EXCERPT TO READ:
Opting Out of Providing Care.

Despite the fact that most Americans might hope that Bush lays low in the final days of his historically unpopular presidency, he’s decided to try to push through at least one last-minute agenda: a plan that would allow health care providers to refuse to perform abortions and other procedures they object to on moral or religious grounds.

The proposed rule would prohibit recipients of federal money from discriminating against doctors, nurses and other health care workers who refuse to perform or to assist in the performance of abortions or sterilization procedures because of their “religious beliefs or moral convictions.”

It would also prevent hospitals, clinics, doctors’ offices and drugstores from requiring employees with religious or moral objections to “assist in the performance of any part of a health service program or research activity” financed by the Department of Health and Human Services.

REQUIREMENT 1: In the excerpt on opting out of providing care, copy out the passage from "The proposed rule" to "and Human Services.".
REQUIREMENT 2: According to the excerpt on opting out of providing care, which federal department finances the health service programs and research activities covered by the proposed rule?

GIVEN ENTRIES:

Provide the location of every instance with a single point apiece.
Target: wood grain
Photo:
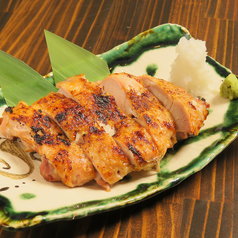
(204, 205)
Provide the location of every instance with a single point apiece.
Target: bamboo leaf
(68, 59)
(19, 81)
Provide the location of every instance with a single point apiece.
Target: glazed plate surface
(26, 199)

---

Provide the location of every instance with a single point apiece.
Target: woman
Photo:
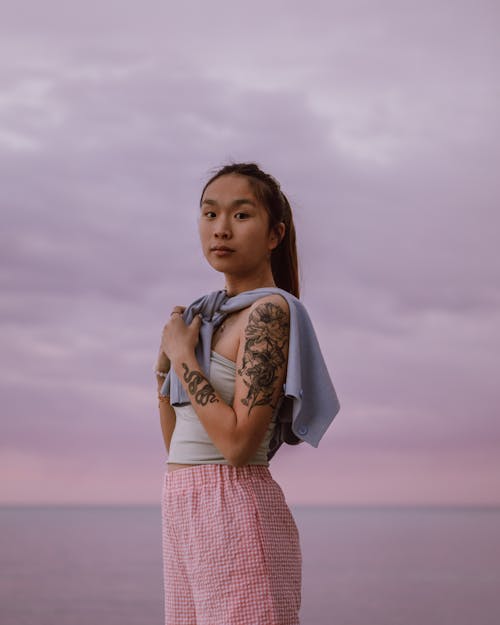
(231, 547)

YOUR SOLUTION 1:
The proposed rule would prohibit recipients of federal money from discriminating against doctors, nurses and other health care workers who refuse to perform or to assist in the performance of abortions or sterilization procedures because of their “religious beliefs or moral convictions.”

It would also prevent hospitals, clinics, doctors’ offices and drugstores from requiring employees with religious or moral objections to “assist in the performance of any part of a health service program or research activity” financed by the Department of Health and Human Services.

YOUR SOLUTION 2: The Department of Health and Human Services.